> [Problem requirements]:
Send back the whole listing untouched.

> [Material for the task]:
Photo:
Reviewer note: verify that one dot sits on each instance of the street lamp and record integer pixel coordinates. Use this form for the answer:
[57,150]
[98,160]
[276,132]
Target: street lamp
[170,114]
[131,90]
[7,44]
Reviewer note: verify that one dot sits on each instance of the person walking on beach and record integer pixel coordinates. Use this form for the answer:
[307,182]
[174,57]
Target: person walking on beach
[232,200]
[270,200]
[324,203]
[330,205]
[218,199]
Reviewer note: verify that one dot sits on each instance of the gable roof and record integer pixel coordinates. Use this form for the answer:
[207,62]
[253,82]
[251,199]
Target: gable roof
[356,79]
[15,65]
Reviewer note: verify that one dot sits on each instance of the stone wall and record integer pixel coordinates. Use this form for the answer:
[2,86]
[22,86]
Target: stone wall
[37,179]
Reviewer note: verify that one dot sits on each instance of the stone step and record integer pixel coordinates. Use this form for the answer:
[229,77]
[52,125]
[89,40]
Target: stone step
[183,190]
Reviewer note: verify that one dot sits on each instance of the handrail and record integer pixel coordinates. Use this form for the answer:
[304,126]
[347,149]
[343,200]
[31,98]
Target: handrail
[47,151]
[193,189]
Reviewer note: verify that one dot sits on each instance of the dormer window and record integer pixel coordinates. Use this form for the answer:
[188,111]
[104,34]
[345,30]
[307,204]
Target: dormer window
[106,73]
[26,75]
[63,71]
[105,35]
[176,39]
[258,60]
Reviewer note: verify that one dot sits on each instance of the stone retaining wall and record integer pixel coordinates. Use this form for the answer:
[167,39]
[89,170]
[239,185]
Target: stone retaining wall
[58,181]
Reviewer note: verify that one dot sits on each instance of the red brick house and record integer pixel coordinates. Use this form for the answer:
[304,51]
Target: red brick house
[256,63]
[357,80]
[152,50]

> [Written answer]:
Photo:
Reviewer note: verify that one dot sits on each instance of the street lamp and record integer pixel coordinates. Use this form for the answer:
[57,150]
[98,160]
[276,132]
Target: street lamp
[170,114]
[131,90]
[7,44]
Reviewer note: verify that one dot sits on each instance of the person walking on beach and record integer pixel coordinates. Use this form for the answer:
[307,182]
[174,57]
Target: person walking on beach
[232,200]
[270,200]
[324,203]
[330,205]
[218,199]
Reviewer note: verify that one dot sits on each instance of the gable roof and record integer pixel coordinates. Use this form for the answer:
[207,62]
[253,82]
[251,199]
Target: gable roof
[356,79]
[15,65]
Reviewer note: verify that one dot sits on each instance of the stone wall and record integer pixel coordinates. Use this form for the answer:
[2,86]
[22,86]
Target: stone wall
[37,179]
Reviewer note: verify that one dot sits on each instance of the stone step and record integer pixel coordinates. Use this form for the answer:
[229,77]
[52,125]
[89,40]
Target: stone step
[183,190]
Reviewer note: verify that one dot sits on each instance of the handrail and record integer pixel coordinates. Use this form for the answer:
[304,126]
[347,149]
[343,200]
[31,98]
Target: handrail
[47,151]
[193,189]
Reviewer note: verify that one dot sits on each instance of the dormer window and record integer pixel coordinates. Use this form for the answer:
[188,111]
[104,34]
[345,30]
[307,204]
Target: dormer window
[106,73]
[26,75]
[63,71]
[105,35]
[176,39]
[258,60]
Reviewer note: verify that one dot sits on each instance of the stone retaining wall and record integer pixel coordinates. Use this form for the answer:
[167,39]
[89,170]
[239,185]
Target: stone retaining wall
[58,181]
Reviewer note: verify that one dot sits on each instance of the red brick house and record integer pixel coordinates. Use this form for the answer:
[304,51]
Target: red brick house
[256,63]
[357,80]
[152,50]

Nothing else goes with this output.